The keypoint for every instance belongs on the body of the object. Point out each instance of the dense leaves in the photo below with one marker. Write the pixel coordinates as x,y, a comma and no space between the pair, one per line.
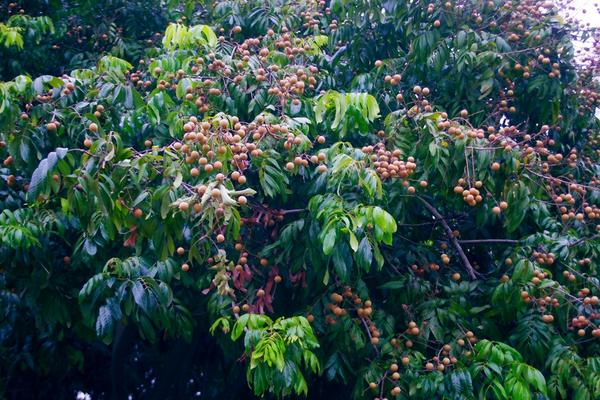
325,199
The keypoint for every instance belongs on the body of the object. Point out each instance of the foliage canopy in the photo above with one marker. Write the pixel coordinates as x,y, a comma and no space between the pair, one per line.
343,199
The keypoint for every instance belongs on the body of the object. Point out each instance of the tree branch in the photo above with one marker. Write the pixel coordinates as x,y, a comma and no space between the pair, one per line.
461,253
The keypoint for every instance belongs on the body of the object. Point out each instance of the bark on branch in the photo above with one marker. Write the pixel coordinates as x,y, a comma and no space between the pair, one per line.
451,237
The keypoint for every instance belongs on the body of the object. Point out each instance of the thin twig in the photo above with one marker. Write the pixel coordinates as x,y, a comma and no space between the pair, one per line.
450,234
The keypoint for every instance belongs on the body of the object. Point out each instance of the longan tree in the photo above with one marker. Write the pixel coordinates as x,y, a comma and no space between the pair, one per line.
364,199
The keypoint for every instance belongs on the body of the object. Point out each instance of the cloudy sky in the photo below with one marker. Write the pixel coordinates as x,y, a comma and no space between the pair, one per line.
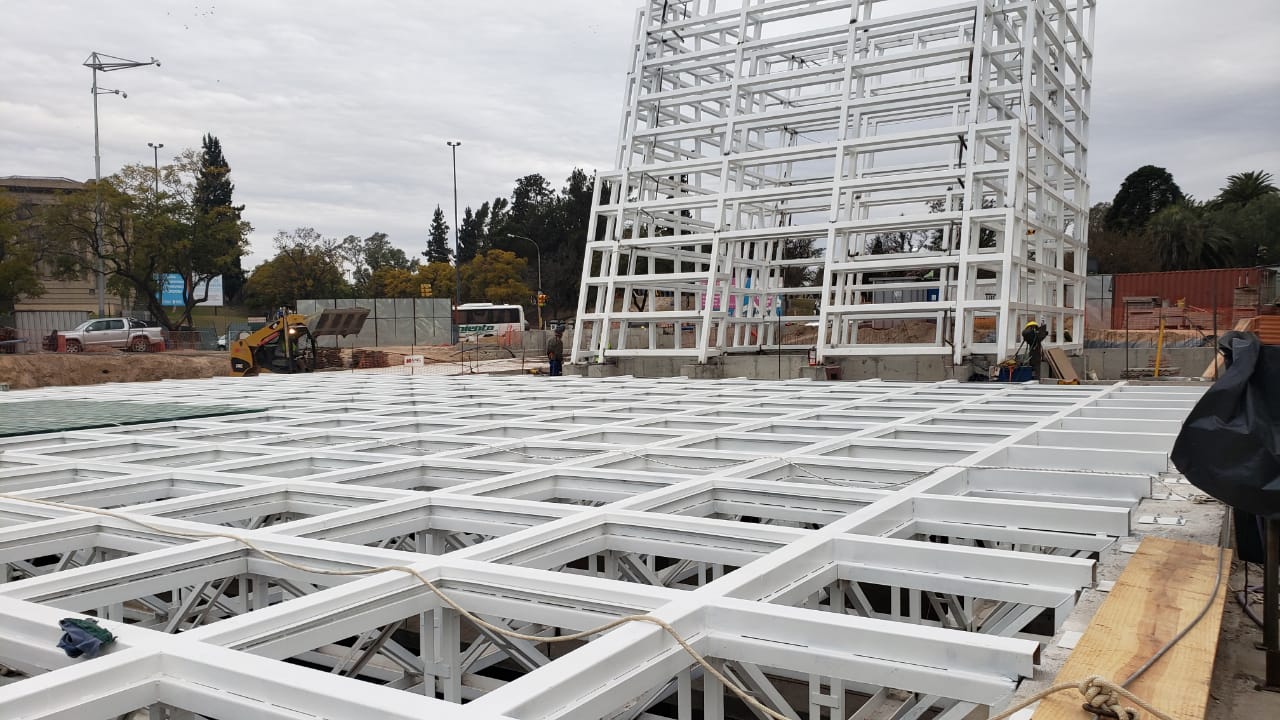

⁂

Reproduce every row above word for word, leaving out the pictures.

The keypoint for every instance belongs on the body of the object. Point out each instance of the dense leaves in the photo below with one marker. Write the pixel coordinates as x,y, a comma and no space between the pair, one per line.
325,199
The keypoint for every instance belongs on the body of the object. Point out each instance of the foliage canopy in the photo above with one marker. Write the pixel coordinates as x,y, a comma and no space between the pair, one per line.
343,199
The keypoint for every instance belongs on the body of the object. Point out each instance of the tree branch in the photo above with one marker. Write the pixel coordinates as x,y, a comma and no space between the pair, one per line.
461,253
The keypoint for every instance belongs on the body of the object. Point out each instance of the bark on branch in the photo above with one marker. Write the pixel coordinates as x,y, a comma and no space between the pair, one per line.
451,237
The keypoint for every instance belongs on the body of the object. Point out each instance of the thin twig in the photo above with one marker. Write the pixel coordinates as x,y, a comma and no space between the pair, one per line.
450,234
The keypoint for every instance belongs on the body of the object. Point out each instance of the longan tree in the photo above with one marker. Write the pixel coordinates as x,y, a comma and no space between the pair, one per line.
364,199
The keypoint for every instance belongs on the body of the object. Point out each instance of the cloudy sky in the photo below with one marker. Write the pixel coordinates as x,y, a comma and no space between the pair, one per line.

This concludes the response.